• **Problem to solve**
Identify each line in the entries below that contains the string "building", and copy those lines.

Coordinate labeling data:
*-*-*
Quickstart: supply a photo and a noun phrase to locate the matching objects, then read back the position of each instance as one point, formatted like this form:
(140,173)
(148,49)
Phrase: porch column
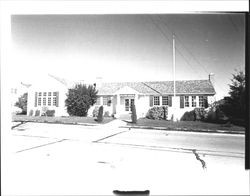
(136,98)
(197,101)
(118,104)
(101,100)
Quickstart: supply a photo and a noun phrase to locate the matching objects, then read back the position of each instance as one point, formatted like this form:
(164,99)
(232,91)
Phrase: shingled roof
(160,87)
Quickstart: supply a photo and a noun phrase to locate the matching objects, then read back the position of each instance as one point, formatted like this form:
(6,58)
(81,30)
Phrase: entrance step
(126,117)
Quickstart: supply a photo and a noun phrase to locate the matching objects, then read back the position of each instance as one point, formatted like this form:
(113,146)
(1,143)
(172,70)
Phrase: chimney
(98,82)
(211,78)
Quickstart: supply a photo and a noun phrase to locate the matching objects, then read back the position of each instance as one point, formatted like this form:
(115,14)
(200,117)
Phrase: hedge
(158,113)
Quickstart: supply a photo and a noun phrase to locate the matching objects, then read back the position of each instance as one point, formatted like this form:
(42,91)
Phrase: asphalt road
(72,159)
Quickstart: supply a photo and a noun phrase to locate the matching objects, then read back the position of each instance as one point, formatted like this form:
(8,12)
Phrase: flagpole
(174,98)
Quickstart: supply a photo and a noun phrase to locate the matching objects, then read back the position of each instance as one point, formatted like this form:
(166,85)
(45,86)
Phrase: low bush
(95,111)
(158,112)
(31,113)
(50,113)
(37,113)
(199,113)
(189,116)
(239,122)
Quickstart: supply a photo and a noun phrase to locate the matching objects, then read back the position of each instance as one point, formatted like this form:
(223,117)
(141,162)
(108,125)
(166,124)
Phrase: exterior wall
(143,105)
(59,111)
(109,109)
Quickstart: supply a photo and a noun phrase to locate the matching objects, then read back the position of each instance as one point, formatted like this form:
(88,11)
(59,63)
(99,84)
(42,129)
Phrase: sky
(129,47)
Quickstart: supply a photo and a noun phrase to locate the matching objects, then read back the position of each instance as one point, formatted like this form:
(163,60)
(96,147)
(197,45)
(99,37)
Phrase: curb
(185,130)
(63,123)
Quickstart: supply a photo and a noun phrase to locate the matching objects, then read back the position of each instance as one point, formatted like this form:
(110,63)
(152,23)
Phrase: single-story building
(117,97)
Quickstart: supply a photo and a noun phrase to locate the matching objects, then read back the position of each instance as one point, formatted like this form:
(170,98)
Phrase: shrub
(134,116)
(95,111)
(158,112)
(106,114)
(79,99)
(199,113)
(189,116)
(50,113)
(100,114)
(239,122)
(37,113)
(31,113)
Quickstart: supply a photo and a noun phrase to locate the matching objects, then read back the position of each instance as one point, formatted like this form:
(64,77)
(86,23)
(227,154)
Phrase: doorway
(128,103)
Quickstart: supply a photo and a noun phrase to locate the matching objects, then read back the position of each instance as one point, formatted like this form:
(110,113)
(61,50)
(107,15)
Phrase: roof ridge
(61,80)
(151,87)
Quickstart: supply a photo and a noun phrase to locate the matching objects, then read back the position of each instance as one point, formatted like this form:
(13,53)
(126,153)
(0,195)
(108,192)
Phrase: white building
(117,97)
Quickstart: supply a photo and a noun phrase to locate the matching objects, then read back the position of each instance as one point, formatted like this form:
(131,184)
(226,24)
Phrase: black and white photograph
(151,102)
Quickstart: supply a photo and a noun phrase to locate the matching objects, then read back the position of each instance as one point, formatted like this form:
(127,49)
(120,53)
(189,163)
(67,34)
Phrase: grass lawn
(66,119)
(191,125)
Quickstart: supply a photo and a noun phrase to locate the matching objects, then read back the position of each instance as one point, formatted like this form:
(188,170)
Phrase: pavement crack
(109,136)
(41,145)
(17,125)
(203,163)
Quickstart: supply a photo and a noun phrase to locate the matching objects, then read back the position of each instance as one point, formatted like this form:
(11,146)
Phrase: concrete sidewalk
(182,129)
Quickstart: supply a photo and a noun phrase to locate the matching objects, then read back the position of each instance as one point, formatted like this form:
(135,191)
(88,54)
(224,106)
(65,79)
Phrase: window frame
(165,99)
(155,100)
(194,101)
(186,101)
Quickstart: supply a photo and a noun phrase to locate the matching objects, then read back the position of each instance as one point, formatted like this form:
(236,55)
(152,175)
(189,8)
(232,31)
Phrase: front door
(128,104)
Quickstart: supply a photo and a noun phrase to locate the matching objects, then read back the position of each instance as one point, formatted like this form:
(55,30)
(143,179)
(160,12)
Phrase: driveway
(73,159)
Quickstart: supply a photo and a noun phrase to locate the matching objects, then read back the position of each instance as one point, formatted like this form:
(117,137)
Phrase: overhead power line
(195,59)
(188,50)
(170,41)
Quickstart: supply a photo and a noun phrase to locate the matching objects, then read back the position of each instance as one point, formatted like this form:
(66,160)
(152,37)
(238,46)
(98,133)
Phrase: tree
(235,105)
(79,99)
(134,116)
(22,103)
(100,114)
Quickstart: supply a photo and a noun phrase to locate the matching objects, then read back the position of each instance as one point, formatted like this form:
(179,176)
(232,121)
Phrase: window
(165,101)
(98,101)
(49,101)
(105,100)
(54,101)
(44,100)
(201,101)
(39,101)
(186,101)
(193,101)
(156,100)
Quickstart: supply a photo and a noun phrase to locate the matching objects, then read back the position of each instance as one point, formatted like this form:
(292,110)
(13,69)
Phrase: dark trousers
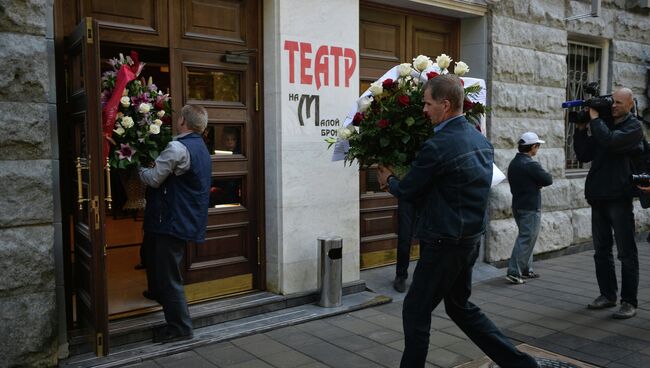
*-*-*
• **Result of this exercise**
Phrase: single-story building
Phrase: white building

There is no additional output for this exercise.